## İstenen 1
Zorunlu eğitim yazısına göre Catherine Baker kitabını hangi soru üzerine yazmış?
## İstenen 2
Zorunlu eğitim yazısını kaldığı yerden sürdürün.

## Kaynak metin
- - - - - - -

28 Ekim 2011 Cuma

Zorunlu Eğitime Hayır!

   Bu yazımda size Catherine Baker'ın yazmış olduğu Zorunlu Eğitime Hayır adlı kitabını yorumumu katarak özetleyeceğim. Neden? Çünkü ismi bile garip bir kitap ondan. Bu gün biri çıkıp zorunlu eğitime hayır dese "salak mısın lan sen?" denir. Ama bu kadın birde kitap yazmış, niye yazmış? 14 yaşındaki kızı "beni neden okula göndermedin?" sorusu üzerine. Yani kızını hiç okula göndermemiş. Nasıl kitap ama?
   Çoğu kitap gibi bu kitabı da zamanına göre değerlendirmek gerektiğini düşünüyorum. Fakat kitabın tamamını değil. Kitabın bir kısmına katılıyorum, bu katıldığım yerlerde zamanına göre değerlendirdiğim zaman oluyor. Ama kitabın çoğu yerinde, kitabın yazarı olan Catherine Baker “Bunun böyle olmaması gerekiyor. Bunun böyle olması lazım.” diyor. Bunlara katılmıyorum; çünkü bu söylediklerini günümüze uyarlayacak olursak, hiç hoş olmayacağını düşünüyorum. Yazarın söylediklerini yapmak için herkesin onun gibi düşünmesi gerekiyor (ki bu imkansız) veya yazarın istediği gibi bir eğitimin olması için, dünya üzerinde insan oğlunun eğitime başladığı andan itibaren onun eğitim anlayışı ile yola başlaması gerekiyordu, bu da geçti artık.

- - - - - - -

## Çıkarılan bilgiler
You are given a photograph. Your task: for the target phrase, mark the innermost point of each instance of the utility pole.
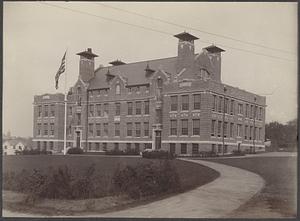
(225, 89)
(254, 134)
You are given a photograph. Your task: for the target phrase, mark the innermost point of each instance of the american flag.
(61, 70)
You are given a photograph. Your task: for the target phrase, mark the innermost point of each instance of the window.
(46, 111)
(195, 148)
(225, 148)
(213, 126)
(213, 148)
(247, 110)
(97, 146)
(45, 129)
(104, 145)
(52, 108)
(256, 112)
(128, 147)
(225, 125)
(226, 105)
(184, 127)
(70, 111)
(219, 148)
(219, 128)
(251, 129)
(118, 109)
(240, 108)
(98, 130)
(183, 148)
(146, 129)
(39, 129)
(137, 147)
(172, 148)
(184, 102)
(231, 129)
(214, 104)
(196, 127)
(146, 103)
(173, 130)
(197, 99)
(91, 130)
(246, 132)
(98, 109)
(129, 129)
(91, 110)
(78, 119)
(129, 108)
(147, 88)
(138, 108)
(105, 129)
(117, 129)
(137, 129)
(106, 110)
(39, 111)
(220, 104)
(239, 130)
(232, 107)
(52, 129)
(174, 103)
(118, 90)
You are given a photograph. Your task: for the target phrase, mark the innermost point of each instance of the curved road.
(216, 199)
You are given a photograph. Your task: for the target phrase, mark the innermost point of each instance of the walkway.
(214, 200)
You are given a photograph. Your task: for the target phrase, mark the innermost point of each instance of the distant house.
(18, 144)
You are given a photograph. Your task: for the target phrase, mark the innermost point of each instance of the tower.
(87, 64)
(214, 54)
(186, 50)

- - - - - - -

## Yanıt 1
On dört yaşındaki kızının "beni neden okula göndermedin?" sorusu üzerine yazmış.

## Yanıt 2
   Yazar “okuldaki başarı düzeyine dayanan her türlü ayrımcılığın son verilmesi gerekiyor” diye düşünüyor ve ekliyor “Küçük bir çocuğa herhangi bir bilgi aktarılıyor ve ondan bu bilginin tekrarlanması isteniyor; başarıyor yada başaramıyor; daha sonraki yıllarda birileri, başka bir insana, yukarıdaki sözü edilen insanın çocukken ne ölçüde başarılı olduğunu soruyor.”. Bu düşüncenin aksini hiç kimse söyleyemez. Günümüzde de bu böyledir. Küçük bir çocuğa ilk okul birden ilk okul beşe kadar bir şeyler öğretilir yada yazarın dediği gibi tekrarlattırılır. Ama o yaştaki çocuk “çocuk” olduğu için bunun ileride kendini nasıl bir şekilde etkileyeceğini bilmez ve nasıl istiyorsa öyle davranır, ister öğrenir ister öğrenmez. Daha sonra bu çocuğun ilkokul birden ilkokul beşe kadar olduğu durumundan dolayı ortaokulda alt seviyede bir sınıfa koyulur. Çocuk sınıfın etkisiyle öğretilenlere pek aldırış etmez ve lise sınavlarında da başarısız olur. Yani çocuğun ilkokulda yaptığı çocukluk (onun hakkı bu değilmiş gibi) onu lise sınavlarında başarısız olacak kadar etkiler. Bazı çocuklar durumunun kötüye gittiğini lisede farkına varır (çünkü artık yetişkin birey olmaya başlamıştır) veya hiç farkına varmaz. Zaman çocuk için önemli bir faktördür. Yani çocuk belirli bir yaştan sonra daha derinlikli düşünebilir.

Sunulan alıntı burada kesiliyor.